Disaster Recovery - Redsquid.

Need help with a Disaster Recovery

THE PROJECT

Flight Line Support (FLS) has been growing for several years. The number of on-premise servers they run and the importance of these servers increased greatly. They were concerned that if these servers went down the business would be greatly affected, and they would like to put some Disaster Recovery in place.

Admittedly, they already had backups, but these did not provide agile and quick Disaster Recovery. Fortunately, we already knew the systems at FSL, as we already provided IT support to them. Disaster Recovery is something we had mentioned to them in the past but their increased reliance on these servers put this higher up on their priority list.

The project was to provide offsite replication of all systems and quick recovery time in the event of site disaster or server failure.

What we started with

As with all projects the first stage is to find out the customers goal and then advise if this goal can be improved upon. Therefore, FSL stated that they wanted the quickest possible Recovery time should either the physical server fail, or if there was a complete site Disaster such as fire or theft.

The first stage of such a project is to do due diligence to find out about the data. We need to find out the following:

What do we need to back up?
How much total data is there?
How frequently should we back this up?
Where does it need backing up to?
RPO – What is the recovery point objective?
RTO – What is the recovery time objective?

The research showed the following

What do we need to backup?
There were six virtual machines that needed backing up spread across two physical servers.
How much total data is there?
3TB in total

How frequently should we back this up?
We suggested hourly onsite backups 24 hours a day and nightly offsite backups of all data. FSL agreed.
Where does it need backing up to?
All data needs to be stored offsite in case of an onsite disaster such as fire or theft. This is our suggestion to all customers.

RPO – What is the recovery point objective?

The recovery point object states how far back the backups go and how granular they are. In this case FSL agreed that they would be able to go back as far as 2 months. For granularity, the following was agreed:

Hourly backups are kept from the current day to 14 days
Daily backups are kept from 15 – 28 days
Weekly backups are kept from 29 – 56 days

RTO – What is the recovery time objective?
---
Required tasks:
1) In the disaster recovery case study, why must all data be stored offsite?
2) Duplicate the portion of the disaster recovery case study starting at "Admittedly, they already" and ending at "complete site Disaster such as fire or theft.".
---
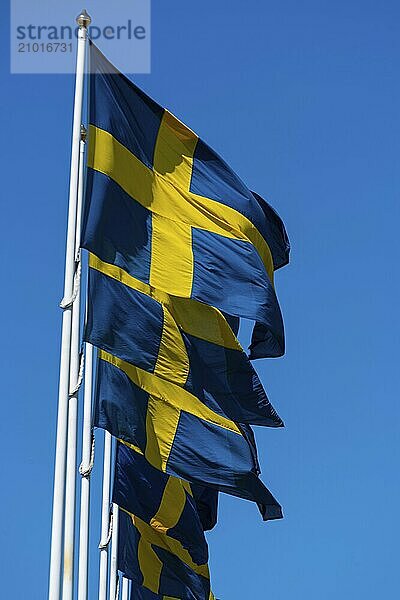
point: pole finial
(83, 19)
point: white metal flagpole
(105, 517)
(85, 470)
(83, 21)
(114, 553)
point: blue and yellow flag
(153, 391)
(181, 340)
(162, 547)
(165, 208)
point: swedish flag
(141, 593)
(178, 405)
(162, 547)
(165, 208)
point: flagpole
(125, 589)
(75, 378)
(114, 553)
(83, 21)
(85, 470)
(105, 517)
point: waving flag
(161, 541)
(165, 208)
(180, 340)
(153, 392)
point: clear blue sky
(303, 99)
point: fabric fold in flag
(178, 339)
(170, 505)
(161, 545)
(156, 565)
(177, 433)
(165, 208)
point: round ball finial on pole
(83, 19)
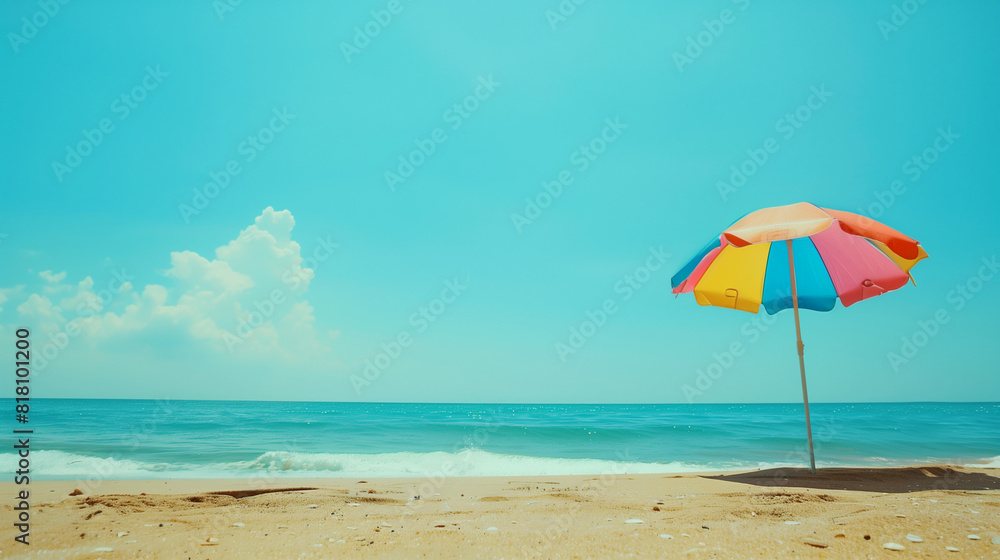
---
Response list:
1) All data needs to be stored offsite so that it is protected if an onsite disaster such as a fire or theft occurs. The text also notes that this is the suggestion given to all customers.

2)
Admittedly, they already had backups, but these did not provide agile and quick Disaster Recovery. Fortunately, we already knew the systems at FSL, as we already provided IT support to them. Disaster Recovery is something we had mentioned to them in the past but their increased reliance on these servers put this higher up on their priority list.

The project was to provide offsite replication of all systems and quick recovery time in the event of site disaster or server failure.

What we started with

As with all projects the first stage is to find out the customers goal and then advise if this goal can be improved upon. Therefore, FSL stated that they wanted the quickest possible Recovery time should either the physical server fail, or if there was a complete site Disaster such as fire or theft.